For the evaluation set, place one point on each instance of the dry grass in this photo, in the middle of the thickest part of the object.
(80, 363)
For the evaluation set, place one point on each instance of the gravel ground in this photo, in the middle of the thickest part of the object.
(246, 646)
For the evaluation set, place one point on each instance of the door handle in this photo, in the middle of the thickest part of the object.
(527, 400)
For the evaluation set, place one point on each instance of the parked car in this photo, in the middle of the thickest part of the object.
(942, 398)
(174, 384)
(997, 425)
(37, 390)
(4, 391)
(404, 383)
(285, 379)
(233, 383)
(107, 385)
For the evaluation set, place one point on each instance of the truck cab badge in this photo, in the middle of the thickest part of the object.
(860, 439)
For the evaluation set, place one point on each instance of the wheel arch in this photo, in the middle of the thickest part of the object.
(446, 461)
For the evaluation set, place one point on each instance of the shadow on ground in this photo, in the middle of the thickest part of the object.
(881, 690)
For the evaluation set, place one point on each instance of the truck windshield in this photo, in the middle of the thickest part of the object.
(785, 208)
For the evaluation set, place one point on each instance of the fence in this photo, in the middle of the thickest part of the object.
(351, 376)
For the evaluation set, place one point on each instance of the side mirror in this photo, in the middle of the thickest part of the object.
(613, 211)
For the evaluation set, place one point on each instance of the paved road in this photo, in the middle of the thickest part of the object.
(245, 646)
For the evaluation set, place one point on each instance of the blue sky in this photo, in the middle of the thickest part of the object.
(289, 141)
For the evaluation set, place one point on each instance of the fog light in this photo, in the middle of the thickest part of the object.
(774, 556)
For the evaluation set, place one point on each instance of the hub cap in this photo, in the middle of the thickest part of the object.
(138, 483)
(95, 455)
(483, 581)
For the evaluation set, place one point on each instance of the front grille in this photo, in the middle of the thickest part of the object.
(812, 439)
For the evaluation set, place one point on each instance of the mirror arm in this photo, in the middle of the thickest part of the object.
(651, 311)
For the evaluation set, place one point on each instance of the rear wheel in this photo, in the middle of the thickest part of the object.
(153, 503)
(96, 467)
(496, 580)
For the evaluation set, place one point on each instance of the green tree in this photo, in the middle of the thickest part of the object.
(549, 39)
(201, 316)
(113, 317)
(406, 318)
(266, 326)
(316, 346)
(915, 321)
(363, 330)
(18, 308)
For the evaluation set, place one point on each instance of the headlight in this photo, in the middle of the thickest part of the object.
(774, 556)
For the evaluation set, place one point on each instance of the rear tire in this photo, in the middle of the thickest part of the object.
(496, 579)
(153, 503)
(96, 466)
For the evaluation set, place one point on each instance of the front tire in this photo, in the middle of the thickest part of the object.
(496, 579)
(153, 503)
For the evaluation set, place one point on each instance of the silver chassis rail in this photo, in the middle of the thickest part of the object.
────────────────────
§ **INSTRUCTION**
Reproduce the complete set of lines precisely as supplied.

§ **RESULT FOR THIS TASK**
For the evaluation set, place one point on each instance of the dry grass in this photo, in the middle of the thickest part of the object.
(80, 363)
For the evaluation set, place one point on each instance of the gravel ground in this photo, in the middle of the thickest part of the object.
(246, 646)
For the evaluation set, place one point on each instance of the door handle in this photo, in the middle of the thickest part of the object.
(527, 400)
For the evaluation set, place one point on each instance of the parked car in this photo, in the middle of the thickest part of the object.
(942, 398)
(174, 384)
(997, 425)
(37, 390)
(4, 391)
(404, 383)
(285, 379)
(233, 383)
(107, 385)
For the evaluation set, place one point on each instance of the truck cab badge in this photo, in the middle of the thickest part of the object.
(860, 439)
For the evaluation set, place one point on each instance of the wheel arch in this photo, in the middle of the thickest part of the object.
(446, 461)
For the evaluation set, place one point on each instance of the shadow on ground in this photo, in the middle of the thickest part of the object.
(881, 690)
For the evaluation set, place one point on each instance of the truck windshield in this photo, in the middle of the thickest part of the object.
(785, 208)
For the evaluation set, place one point on each instance of the fence in this photo, in the middle of the thickest part of the object.
(351, 376)
For the evaluation set, place one point on each instance of the side mirror in this photo, in the middle of the thickest part of the object.
(613, 211)
For the evaluation set, place one point on each instance of the paved road in this photo, in the middle of the thickest part of the object.
(245, 646)
For the evaluation set, place one point on each instance of the blue sky in this photo, in the middle of the thickest part of the object.
(289, 141)
For the evaluation set, place one point on each instance of the fog light in this photo, in the middle of the thickest part of the object.
(774, 556)
For the evaluation set, place one point on each instance of the hub cap in this photo, in the middle of the thickest part of the object.
(138, 483)
(95, 455)
(483, 581)
For the evaluation set, place one point on each instance of the front grille in this photo, in the middle of the thickest part of the object.
(812, 439)
For the evaluation set, place one point on each instance of the mirror arm in this photo, in the middle of the thickest part of the object.
(651, 311)
For the evaluation set, place one point on each instance of the rear wheel in this photo, in the middle of the thickest part of the object.
(153, 503)
(96, 467)
(496, 580)
For the evaluation set, place one point on each instance of the green tree in this photo, in the middle of the thickest part of the object.
(549, 39)
(201, 316)
(113, 317)
(406, 318)
(266, 326)
(316, 346)
(915, 321)
(363, 330)
(18, 308)
For the evaluation set, place one point on each instance of the headlight in this photo, in the middle of the thickest part of the object.
(774, 556)
For the evaluation set, place one point on each instance of the rear tire in this photo, in the middle of the thickest part of the object.
(496, 579)
(153, 503)
(96, 466)
For the evaluation set, place one point on each instance of the front tire in this photo, in the middle of the thickest part of the object.
(496, 579)
(153, 503)
For the evaluation set, place one point on each instance of the silver chassis rail in this photo, in the middle of the thickest part of the object.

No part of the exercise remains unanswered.